65․The Crown’s case in respect of Mr Carberry bears relevant similarities to Newby. In written submissions to the sentencing judge, the Crown put its position in relation to discount as follows:

[T]he offender pleaded guilty to the arson and damage property charges at an early stage. That was probably, in part, a reflection of the strength of the case against him. However, s 35(4) Crimes (Sentencing) Act requires the court not to make a significant reduction for the plea where (as here) the case against him was overwhelmingly strong. Not only was he caught red handed by Corrections staff as he was setting the remand unit alight and damaging property but he was also captured by CCTV cameras.

66․Mr Carberry’s written submissions addressed the issue of discount similarly briefly:

Mr. Carberry has ultimately entered a plea of guilty after negotiations. Mr. Carberry joins the submission of his co-accused Mr. Deng, that the Court would allow the full discount for his plea. It is submitted that there was not an overwhelming case against Mr. Carberry.

67․Neither party’s written submissions developed further (or in Mr Carberry’s case, at all) on what it was that made the Crown case overwhelmingly strong or something short of that. The issue of discount does not appear to have been raised during oral submissions.

68․In its appeal against Mr Carberry’s sentence, the Crown contends that the sentencing judge did not consider its submission that s 35(4) applied. The relevant passage of his Honour’s remarks is as follows ([182]-[188]):

Mr Carberry has entered pleas of guilty to the offences. This is important and required to be taken into account, both as a factor and also to consider whether in specified circumstances it can reduce the sentence to be imposed.

In this case, the pleas of guilty for the offences of arson and damaging property were entered in the ACT Magistrates Court, though at the fifth mention. This is a relatively early plea, although a brief of evidence had already been prepared. [This sentence was amended from the transcript, where the sentencing judge had erroneously stated that a brief of evidence had not been prepared].

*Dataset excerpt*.
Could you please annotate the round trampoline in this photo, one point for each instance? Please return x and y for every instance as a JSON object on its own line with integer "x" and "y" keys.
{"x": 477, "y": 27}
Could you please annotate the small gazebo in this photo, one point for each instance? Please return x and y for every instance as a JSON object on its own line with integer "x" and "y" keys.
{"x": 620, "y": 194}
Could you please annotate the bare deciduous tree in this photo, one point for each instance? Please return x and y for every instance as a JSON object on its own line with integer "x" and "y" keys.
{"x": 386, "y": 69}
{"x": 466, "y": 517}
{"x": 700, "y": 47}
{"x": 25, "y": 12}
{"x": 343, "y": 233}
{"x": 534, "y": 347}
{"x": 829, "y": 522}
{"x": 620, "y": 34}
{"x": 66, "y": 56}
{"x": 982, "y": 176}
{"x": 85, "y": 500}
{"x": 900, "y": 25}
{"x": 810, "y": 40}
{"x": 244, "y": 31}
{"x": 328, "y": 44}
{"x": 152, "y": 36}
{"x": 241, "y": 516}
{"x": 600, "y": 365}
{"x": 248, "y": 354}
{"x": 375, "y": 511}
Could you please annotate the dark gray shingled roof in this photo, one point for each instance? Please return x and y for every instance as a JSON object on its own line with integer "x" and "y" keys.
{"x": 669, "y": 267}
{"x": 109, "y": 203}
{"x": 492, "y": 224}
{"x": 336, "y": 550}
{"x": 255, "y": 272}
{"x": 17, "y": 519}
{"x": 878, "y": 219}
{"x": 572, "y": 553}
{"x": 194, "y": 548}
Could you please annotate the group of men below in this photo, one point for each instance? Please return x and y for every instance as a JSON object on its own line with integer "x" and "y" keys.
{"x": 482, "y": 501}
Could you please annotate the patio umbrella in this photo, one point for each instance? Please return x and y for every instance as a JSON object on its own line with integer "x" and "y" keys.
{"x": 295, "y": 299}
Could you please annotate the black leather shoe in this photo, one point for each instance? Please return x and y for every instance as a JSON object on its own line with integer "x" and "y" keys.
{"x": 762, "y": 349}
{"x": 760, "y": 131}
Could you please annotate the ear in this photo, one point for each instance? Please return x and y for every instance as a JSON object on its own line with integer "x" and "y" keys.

*REQUIREMENTS*. Write the next part of the judgment passage on the Crown's appeal against Mr Carberry's sentence, picking up right after its last sentence. The rows have no connection to the judgment passage.

*THE OUTPUT*.
The plea for the offence of aggravated robbery was entered after the Criminal Case Conference in this Court, after pleas of not guilty were originally entered. Nevertheless, the resolution meant that a number of charges did not proceed. Thus, there was significant utilitarian value of all the pleas, though more so for the earlier pleas. 

Nevertheless, especially for the offence of arson and damaging property, the evidence of the Crown was very strong, with CCTV footage and many witnesses.

Mr Hall also pleaded guilty to two transferred charges which must have been relevant to the severity of the sentence as they were concurrent with the sentence for the aggravated robbery. This is relevant to the issue of parity.

Mr Carberry showed commitment to his possible rehabilitation through a Treatment Order, though this has not yet been translated into any actual action that he has taken.

Mr Carberry has expressed some remorse and this is also evidenced in his plea of guilty and that must also be taken into account.  No remorse was mentioned in the sentencing of Mr Hall, though he also pleaded guilty and that was taken into account.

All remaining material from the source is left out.